EXCERPT TO READ —
--- START ---
Individuals tend to overestimate risks that they hear about more frequently. Thus, we tend to exaggerate the risks of shark attacks because the latter are almost always widely reported in the press. This is an important current issue given that many individuals often assess the risks of surgical procedures, for example, by turning to internet sources where bad outcomes are much more likely to be reported than good ones.

Extensive literature on risk perception also has illuminated other natural tendencies: to underestimate risks associated with activities we enjoy while overestimating risks for those we dread; to overestimate risks we are exposed to involuntarily (eg, pesticides in food, air quality) as compared with activities we choose. For example, individuals tolerate the risk associated with skiing while objecting to the potential adverse effects of food preservatives, even though the risk of injury from skiing is roughly 1,000 times higher.7 Finally, we tend to be risk averse when gains are involved and to be risk takers when we face losses (“It won't happen to me”). This latter issue is particularly relevant to health promotion messages that tend to focus on avoiding bad outcomes rather than promoting good results.
--- END ---
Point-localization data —
--- START ---
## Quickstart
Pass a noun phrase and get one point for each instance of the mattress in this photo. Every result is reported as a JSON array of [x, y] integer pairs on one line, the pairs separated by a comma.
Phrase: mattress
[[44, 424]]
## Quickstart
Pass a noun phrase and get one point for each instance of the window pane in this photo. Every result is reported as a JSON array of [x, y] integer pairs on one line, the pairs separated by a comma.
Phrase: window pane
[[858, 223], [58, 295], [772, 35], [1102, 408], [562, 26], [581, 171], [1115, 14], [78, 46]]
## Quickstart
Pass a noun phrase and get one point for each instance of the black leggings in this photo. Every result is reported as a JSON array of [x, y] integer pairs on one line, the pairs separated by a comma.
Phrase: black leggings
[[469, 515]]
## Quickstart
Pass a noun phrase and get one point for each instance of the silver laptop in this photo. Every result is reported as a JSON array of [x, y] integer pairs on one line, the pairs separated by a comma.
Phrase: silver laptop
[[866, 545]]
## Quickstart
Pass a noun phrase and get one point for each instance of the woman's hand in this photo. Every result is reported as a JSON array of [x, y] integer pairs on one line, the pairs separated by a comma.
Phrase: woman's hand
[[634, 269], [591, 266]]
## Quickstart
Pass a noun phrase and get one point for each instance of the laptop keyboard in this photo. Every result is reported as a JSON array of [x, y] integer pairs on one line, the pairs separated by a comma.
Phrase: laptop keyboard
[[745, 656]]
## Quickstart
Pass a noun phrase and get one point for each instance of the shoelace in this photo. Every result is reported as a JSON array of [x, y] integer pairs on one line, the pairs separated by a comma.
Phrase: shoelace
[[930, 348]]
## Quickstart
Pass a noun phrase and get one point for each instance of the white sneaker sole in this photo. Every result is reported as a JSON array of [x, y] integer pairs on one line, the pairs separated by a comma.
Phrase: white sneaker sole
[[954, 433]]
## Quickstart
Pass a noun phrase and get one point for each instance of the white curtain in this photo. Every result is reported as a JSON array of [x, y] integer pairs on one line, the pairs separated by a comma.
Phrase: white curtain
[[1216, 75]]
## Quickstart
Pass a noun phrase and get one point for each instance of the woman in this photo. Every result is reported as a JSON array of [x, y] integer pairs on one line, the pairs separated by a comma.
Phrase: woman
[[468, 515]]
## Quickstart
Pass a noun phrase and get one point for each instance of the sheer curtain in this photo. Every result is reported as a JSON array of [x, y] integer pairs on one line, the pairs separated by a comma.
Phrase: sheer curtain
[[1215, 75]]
--- END ---
YOUR GOAL — In the risk perception excerpt above, how much higher is the risk of injury from skiing than the potential adverse effects of food preservatives?

RESPONSE — Roughly 1,000 times higher.